Start of Source data

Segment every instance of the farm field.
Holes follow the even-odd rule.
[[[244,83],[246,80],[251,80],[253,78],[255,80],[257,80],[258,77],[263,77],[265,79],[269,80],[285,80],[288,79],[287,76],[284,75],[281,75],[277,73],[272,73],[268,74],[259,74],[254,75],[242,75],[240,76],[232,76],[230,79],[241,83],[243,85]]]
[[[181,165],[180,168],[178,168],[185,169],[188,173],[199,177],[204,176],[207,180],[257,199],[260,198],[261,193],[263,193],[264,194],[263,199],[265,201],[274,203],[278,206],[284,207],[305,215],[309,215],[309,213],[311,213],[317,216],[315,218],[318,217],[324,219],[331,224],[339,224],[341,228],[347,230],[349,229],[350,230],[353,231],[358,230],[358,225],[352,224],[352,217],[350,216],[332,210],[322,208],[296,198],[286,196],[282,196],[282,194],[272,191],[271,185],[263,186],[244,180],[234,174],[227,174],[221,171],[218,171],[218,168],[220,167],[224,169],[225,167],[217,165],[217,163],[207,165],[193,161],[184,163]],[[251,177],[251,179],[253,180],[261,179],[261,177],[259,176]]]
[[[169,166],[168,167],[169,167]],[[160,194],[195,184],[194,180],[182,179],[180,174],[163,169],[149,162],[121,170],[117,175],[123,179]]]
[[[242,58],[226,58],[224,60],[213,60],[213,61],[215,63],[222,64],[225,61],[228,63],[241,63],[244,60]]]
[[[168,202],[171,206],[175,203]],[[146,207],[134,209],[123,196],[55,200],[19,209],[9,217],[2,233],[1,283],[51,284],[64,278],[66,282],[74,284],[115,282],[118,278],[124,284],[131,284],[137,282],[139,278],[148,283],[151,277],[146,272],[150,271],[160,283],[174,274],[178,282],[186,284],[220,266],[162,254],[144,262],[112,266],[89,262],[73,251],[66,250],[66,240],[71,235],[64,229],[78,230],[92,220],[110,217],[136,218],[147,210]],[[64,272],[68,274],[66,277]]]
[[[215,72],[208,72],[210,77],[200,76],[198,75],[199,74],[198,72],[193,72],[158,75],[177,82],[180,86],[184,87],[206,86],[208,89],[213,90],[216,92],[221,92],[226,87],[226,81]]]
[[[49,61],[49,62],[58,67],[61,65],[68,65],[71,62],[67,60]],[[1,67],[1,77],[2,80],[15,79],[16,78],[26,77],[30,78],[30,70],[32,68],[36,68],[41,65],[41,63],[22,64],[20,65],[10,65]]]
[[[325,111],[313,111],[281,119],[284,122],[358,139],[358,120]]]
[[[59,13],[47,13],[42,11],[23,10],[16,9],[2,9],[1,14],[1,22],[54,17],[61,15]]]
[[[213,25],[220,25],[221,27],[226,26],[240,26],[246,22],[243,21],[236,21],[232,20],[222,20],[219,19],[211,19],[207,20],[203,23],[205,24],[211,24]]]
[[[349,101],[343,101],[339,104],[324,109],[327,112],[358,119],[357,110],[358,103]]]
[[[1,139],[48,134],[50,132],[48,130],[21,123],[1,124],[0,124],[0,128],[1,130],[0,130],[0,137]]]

End of Source data

What you should do. Please repeat the rows from the first line down to and including the line containing "Holes follow the even-odd rule.", substituting "crop field" for "farm field" and leaving everything else unchanged.

Correct response.
Segment every instance of the crop field.
Holes follow the even-odd rule.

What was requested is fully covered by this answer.